# Requirement:
Switch every "umbrella" in the rows below to "parasol" and rewrite the rows with nothing else changed, omitting the pictures.

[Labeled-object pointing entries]
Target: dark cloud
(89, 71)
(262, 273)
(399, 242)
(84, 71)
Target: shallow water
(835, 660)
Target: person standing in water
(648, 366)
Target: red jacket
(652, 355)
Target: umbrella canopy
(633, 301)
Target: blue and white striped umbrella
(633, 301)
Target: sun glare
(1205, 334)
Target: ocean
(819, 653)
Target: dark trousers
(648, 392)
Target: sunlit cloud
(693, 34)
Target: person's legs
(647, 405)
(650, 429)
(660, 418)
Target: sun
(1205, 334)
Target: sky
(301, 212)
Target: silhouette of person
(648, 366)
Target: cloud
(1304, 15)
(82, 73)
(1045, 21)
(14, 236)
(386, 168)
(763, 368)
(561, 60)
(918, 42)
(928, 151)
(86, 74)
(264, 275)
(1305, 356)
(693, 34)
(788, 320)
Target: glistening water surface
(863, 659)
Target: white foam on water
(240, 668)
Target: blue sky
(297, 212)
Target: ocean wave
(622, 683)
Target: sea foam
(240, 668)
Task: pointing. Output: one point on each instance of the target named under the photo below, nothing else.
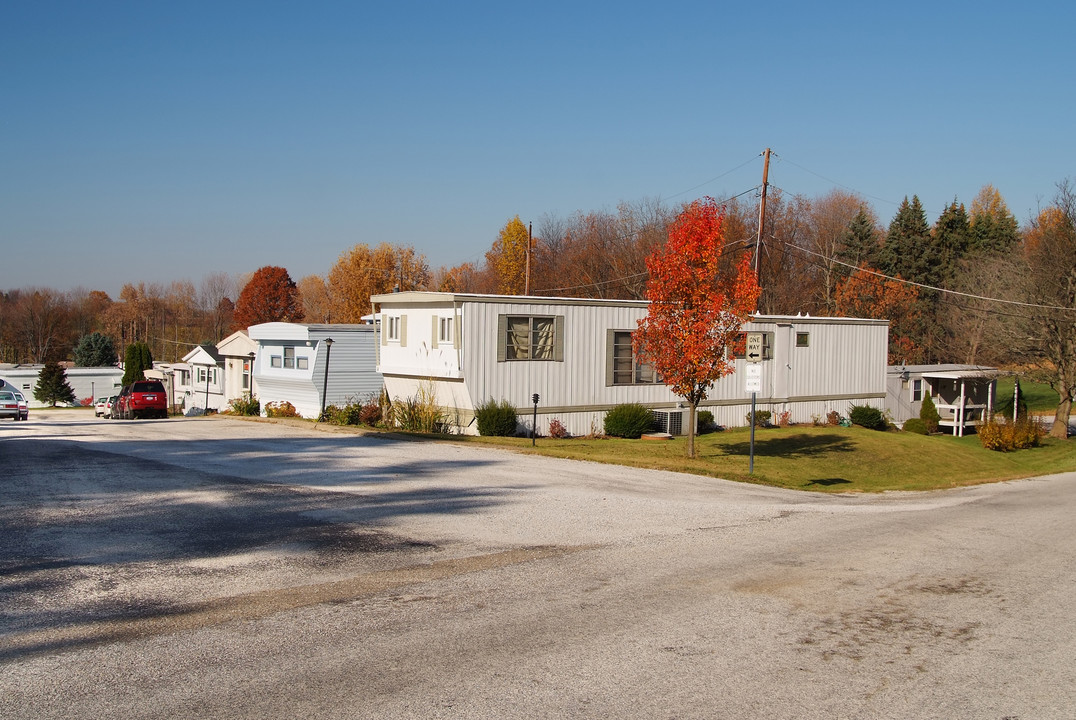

# Final result:
Target: dark cloud
(89, 71)
(262, 273)
(399, 242)
(84, 71)
Target: shallow water
(835, 660)
Target: person standing in water
(648, 366)
Target: red jacket
(652, 355)
Target: parasol canopy
(633, 301)
Target: blue and white striped parasol
(633, 301)
Target: sun glare
(1205, 334)
Target: ocean
(819, 653)
Target: dark trousers
(648, 392)
Target: sunlit cloud
(693, 34)
Target: person's legs
(647, 405)
(650, 429)
(660, 418)
Target: sun
(1205, 334)
Target: sky
(301, 212)
Target: silhouette of person
(648, 366)
Target: cloud
(1304, 15)
(82, 73)
(1045, 21)
(14, 236)
(386, 168)
(763, 368)
(561, 60)
(918, 42)
(928, 151)
(86, 74)
(264, 275)
(1305, 356)
(693, 34)
(788, 320)
Target: glistening water surface
(863, 659)
Target: white foam on water
(240, 668)
Target: blue sky
(297, 212)
Target: ocean wave
(622, 683)
Target: sea foam
(240, 668)
Task: pointing. Output: one point on each instance of the target named under the photo below, nothing else.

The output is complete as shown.